▶ **SHORT TASK A**
In the certificate of formation, what is the par value of each share of the Corporation's common stock?

▶ **TEXT SECTION**
CLEAR CHANNEL MANAGEMENT SERVICES INC.

Pursuant to the provisions of the Texas Business Organizations Code (the “TROC”), and pursuant to the plan of conversion and certificate of conversion approved in accordance with the TBOC, this Certificate of Formation is filed with the Secretary of State of the State of Texas.

ARTICLE I

The name of the tiling entity is Clear Channel Management Services, Inc. (the “Corporation”).

ARTICLE II

The Corporation is a domestic for-profit corporation.

ARTICLE III

The Corporation is organized for the purpose of transacting any and all lawful business for which corporations maybe organized under the laws of the State of Texas.

ARTICLE IV

The aggregate number of shares that the Corporation shall have authority to issue is one-thousand (1,000) shares of common stock, par value $0.01 each.

▶ **SHORT TASK B**
Locate each line in the listing containing the string "white", matching case exactly, and copy those lines.

▶ **ENTRIES SUPPLIED**
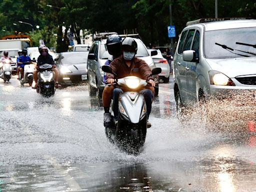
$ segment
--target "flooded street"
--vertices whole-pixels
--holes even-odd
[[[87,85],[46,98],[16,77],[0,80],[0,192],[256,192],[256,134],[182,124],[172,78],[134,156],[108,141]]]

--

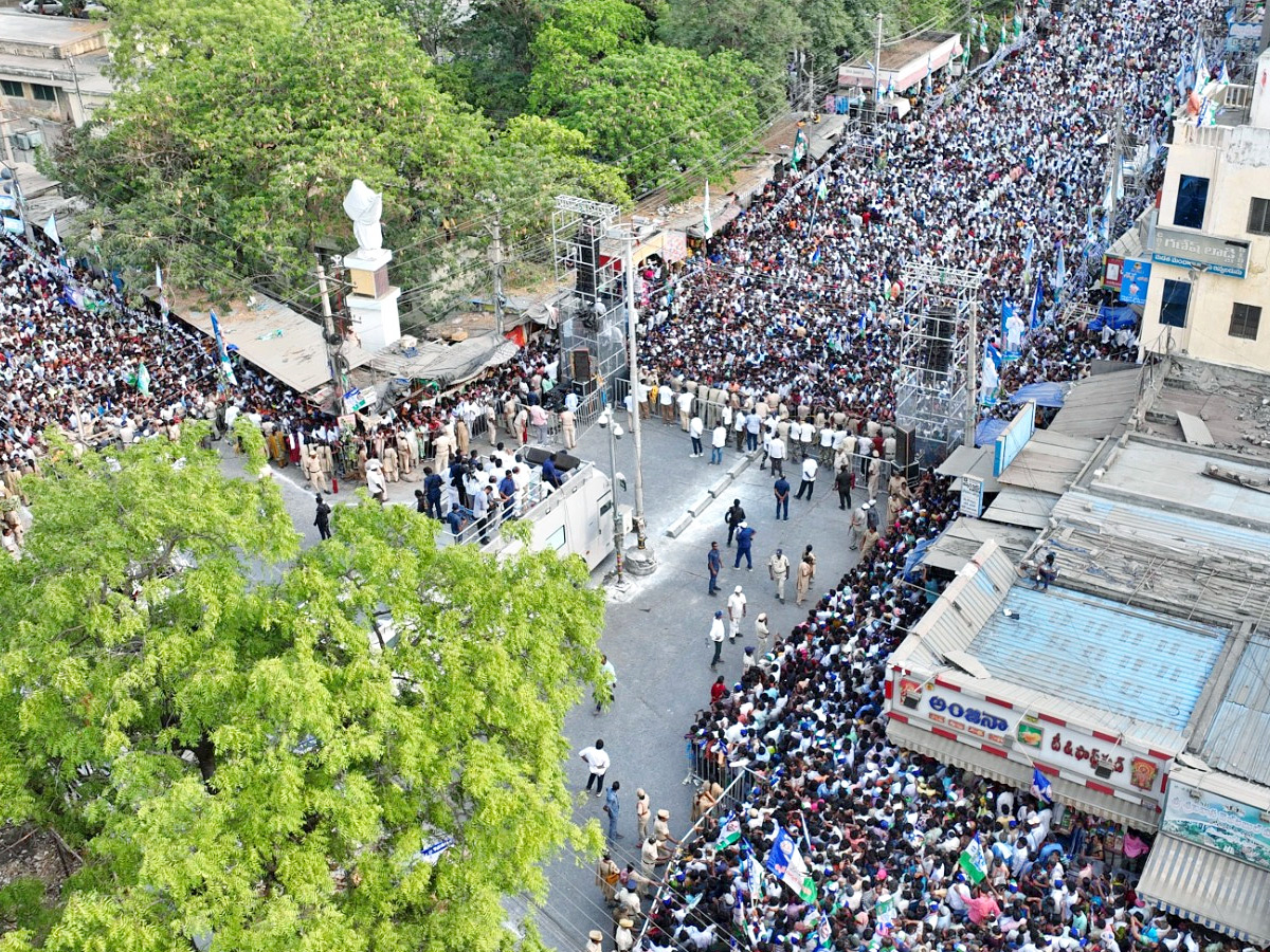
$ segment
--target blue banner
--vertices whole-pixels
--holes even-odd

* * *

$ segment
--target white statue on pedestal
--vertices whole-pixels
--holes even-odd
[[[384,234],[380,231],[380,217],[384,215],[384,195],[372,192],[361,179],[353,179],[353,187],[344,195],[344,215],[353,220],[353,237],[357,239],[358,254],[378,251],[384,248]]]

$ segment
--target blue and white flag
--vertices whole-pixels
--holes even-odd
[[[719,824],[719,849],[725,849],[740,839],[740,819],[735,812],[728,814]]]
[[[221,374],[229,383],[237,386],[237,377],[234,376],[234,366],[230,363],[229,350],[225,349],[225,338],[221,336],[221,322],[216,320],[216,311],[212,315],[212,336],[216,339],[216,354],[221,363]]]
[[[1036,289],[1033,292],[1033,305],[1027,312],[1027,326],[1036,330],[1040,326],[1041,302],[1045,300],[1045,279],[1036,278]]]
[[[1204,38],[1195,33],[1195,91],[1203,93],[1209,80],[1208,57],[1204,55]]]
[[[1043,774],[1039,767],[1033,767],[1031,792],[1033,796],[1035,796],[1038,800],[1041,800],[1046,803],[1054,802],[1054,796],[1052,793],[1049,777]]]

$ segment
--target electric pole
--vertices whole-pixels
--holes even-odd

▶ **RESULT A**
$0.01 per share.

▶ **RESULT B**
--target white statue on pedestal
--target blue and white flag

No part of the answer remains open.